#### What you will do:
Scan the material below and copy every line holding the word "rusted".

━━━━━━

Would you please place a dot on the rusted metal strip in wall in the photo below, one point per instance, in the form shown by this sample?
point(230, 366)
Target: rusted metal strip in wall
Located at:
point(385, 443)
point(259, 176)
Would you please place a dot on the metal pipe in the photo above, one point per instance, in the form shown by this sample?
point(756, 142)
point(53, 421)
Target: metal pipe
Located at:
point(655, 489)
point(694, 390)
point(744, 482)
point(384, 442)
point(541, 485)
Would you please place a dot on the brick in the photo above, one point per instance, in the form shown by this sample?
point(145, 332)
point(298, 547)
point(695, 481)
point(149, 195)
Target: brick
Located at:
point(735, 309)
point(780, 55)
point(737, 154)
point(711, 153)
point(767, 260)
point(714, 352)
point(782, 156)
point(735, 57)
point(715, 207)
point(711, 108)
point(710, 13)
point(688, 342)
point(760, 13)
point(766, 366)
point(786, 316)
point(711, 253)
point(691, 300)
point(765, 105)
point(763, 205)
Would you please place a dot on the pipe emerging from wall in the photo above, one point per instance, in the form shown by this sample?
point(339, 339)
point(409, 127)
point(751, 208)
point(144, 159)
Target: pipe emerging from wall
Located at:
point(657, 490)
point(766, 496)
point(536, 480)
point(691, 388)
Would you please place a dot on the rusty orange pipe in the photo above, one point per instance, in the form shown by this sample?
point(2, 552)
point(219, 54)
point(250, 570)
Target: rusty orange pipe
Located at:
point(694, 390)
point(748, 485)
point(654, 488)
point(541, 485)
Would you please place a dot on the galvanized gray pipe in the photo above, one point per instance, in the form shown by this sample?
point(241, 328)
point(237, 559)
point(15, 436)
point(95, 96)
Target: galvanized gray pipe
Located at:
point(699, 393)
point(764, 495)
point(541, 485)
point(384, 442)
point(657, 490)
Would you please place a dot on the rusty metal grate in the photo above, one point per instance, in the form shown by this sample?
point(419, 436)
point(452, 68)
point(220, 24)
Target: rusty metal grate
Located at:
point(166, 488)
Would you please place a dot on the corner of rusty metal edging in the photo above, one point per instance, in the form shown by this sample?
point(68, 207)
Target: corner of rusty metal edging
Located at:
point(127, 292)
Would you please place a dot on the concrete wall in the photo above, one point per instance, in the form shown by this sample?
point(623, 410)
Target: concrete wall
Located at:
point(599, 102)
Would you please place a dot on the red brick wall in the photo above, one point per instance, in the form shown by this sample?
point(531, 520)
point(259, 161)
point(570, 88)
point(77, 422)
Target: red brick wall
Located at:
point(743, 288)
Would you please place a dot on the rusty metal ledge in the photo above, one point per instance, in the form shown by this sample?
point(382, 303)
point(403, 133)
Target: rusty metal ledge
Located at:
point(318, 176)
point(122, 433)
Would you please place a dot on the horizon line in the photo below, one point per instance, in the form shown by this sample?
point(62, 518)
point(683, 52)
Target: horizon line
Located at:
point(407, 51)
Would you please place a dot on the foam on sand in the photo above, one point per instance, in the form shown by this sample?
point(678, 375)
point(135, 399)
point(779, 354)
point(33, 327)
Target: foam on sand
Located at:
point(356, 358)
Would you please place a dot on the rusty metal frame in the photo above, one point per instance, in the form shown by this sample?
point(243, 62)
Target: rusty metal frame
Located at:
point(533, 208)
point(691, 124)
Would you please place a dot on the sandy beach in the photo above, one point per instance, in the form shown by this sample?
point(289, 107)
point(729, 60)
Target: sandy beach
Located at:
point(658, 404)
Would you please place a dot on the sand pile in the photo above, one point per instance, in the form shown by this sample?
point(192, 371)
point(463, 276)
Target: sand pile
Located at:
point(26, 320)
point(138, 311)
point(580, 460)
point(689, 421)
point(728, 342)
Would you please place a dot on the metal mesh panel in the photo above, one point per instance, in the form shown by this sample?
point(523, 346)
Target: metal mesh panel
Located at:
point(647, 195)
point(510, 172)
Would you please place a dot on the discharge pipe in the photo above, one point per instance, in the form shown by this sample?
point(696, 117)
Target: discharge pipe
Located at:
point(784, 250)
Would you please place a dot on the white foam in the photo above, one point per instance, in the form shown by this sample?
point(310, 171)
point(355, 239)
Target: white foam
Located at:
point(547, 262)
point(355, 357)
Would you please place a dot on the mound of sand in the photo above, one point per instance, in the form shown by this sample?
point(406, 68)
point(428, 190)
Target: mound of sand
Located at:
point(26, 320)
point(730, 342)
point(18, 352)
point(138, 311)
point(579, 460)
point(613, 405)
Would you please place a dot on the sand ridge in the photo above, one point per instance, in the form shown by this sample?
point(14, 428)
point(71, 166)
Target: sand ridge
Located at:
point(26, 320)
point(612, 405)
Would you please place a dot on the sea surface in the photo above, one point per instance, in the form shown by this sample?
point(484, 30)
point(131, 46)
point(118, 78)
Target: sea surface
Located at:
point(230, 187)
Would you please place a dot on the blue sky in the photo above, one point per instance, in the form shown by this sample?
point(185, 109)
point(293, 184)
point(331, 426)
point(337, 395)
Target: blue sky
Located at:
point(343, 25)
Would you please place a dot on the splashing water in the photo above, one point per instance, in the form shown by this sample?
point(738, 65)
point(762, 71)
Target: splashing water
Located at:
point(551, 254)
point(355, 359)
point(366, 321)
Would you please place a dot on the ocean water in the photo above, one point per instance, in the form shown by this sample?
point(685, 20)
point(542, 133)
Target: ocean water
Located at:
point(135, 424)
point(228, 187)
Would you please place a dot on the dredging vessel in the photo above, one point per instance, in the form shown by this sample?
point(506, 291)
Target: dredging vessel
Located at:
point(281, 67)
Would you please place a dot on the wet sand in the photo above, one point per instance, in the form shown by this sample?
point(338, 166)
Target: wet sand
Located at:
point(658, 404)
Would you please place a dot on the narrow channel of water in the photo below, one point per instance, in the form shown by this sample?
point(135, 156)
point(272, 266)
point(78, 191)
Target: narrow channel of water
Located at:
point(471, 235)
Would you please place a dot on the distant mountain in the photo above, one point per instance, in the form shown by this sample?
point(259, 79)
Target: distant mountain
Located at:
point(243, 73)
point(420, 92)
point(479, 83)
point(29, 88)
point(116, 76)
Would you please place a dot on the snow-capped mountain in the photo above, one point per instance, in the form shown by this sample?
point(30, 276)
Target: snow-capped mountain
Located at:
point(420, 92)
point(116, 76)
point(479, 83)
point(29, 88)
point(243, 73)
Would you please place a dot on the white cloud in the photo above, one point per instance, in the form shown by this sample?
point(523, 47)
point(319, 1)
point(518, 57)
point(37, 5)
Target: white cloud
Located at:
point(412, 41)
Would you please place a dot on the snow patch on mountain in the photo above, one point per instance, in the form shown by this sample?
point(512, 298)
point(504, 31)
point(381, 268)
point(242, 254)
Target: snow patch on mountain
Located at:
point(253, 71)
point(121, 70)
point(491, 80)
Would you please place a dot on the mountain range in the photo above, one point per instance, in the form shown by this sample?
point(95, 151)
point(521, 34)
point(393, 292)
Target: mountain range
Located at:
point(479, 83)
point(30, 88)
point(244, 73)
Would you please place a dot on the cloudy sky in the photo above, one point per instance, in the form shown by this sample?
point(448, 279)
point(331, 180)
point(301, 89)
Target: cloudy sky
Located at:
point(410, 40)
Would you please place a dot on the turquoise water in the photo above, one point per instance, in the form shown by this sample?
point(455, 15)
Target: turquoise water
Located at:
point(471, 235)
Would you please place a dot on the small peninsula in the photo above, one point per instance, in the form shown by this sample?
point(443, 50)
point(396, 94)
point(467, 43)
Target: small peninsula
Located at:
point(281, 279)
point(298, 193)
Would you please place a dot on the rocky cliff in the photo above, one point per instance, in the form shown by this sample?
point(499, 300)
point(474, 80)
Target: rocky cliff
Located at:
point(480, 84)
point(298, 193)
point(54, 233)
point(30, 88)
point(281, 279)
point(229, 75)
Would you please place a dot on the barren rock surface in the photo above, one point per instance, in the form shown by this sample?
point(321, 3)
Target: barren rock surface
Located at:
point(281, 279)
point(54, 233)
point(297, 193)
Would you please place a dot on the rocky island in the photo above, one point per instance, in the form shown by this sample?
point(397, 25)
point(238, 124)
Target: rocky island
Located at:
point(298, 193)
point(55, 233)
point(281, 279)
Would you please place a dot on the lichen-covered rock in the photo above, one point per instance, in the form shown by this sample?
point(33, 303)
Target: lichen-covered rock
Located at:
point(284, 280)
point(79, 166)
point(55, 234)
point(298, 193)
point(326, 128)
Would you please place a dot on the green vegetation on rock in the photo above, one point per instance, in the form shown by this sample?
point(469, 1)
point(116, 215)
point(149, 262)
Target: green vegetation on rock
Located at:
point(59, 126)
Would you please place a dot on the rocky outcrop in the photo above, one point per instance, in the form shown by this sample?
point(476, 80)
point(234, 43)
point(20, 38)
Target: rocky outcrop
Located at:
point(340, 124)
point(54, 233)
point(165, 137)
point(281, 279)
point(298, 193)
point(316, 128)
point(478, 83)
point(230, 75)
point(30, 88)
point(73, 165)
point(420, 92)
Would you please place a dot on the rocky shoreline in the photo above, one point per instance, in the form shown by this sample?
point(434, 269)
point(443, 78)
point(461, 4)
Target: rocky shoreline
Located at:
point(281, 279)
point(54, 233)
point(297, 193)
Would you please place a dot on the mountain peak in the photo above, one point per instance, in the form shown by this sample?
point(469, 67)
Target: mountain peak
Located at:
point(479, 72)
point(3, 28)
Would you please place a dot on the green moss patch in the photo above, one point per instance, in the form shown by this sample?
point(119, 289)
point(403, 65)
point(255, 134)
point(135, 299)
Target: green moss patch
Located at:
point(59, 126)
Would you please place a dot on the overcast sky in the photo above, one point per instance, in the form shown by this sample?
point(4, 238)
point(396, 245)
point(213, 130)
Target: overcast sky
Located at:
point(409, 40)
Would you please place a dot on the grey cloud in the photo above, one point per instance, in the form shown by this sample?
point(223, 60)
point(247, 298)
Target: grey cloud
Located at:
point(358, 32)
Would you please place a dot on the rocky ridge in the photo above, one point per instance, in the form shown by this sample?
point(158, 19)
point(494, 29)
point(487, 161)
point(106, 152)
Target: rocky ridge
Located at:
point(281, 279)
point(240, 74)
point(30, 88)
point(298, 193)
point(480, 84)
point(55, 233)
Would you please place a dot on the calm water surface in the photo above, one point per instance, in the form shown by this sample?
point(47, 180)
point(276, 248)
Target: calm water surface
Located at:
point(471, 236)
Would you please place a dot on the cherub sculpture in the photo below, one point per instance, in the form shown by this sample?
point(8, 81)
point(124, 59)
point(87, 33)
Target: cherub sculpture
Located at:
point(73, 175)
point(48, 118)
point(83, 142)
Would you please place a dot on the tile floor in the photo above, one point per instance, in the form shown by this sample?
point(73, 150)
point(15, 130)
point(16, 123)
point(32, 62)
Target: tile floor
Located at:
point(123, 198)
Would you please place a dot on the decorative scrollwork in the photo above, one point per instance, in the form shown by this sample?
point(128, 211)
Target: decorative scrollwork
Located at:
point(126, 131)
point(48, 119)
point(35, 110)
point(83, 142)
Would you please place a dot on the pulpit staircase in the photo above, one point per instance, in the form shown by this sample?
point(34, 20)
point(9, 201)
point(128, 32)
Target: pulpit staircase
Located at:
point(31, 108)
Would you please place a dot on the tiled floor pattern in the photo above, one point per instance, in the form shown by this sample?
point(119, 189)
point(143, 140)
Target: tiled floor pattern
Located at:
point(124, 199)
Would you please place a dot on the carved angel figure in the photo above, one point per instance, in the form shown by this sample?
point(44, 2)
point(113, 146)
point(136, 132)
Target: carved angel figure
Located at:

━━━━━━

#### Response to the task:
Would you please place a dot on the rusted metal strip in wall in the photo below, one point per instance, in the form shown by this sample?
Target: rusted metal strip in wall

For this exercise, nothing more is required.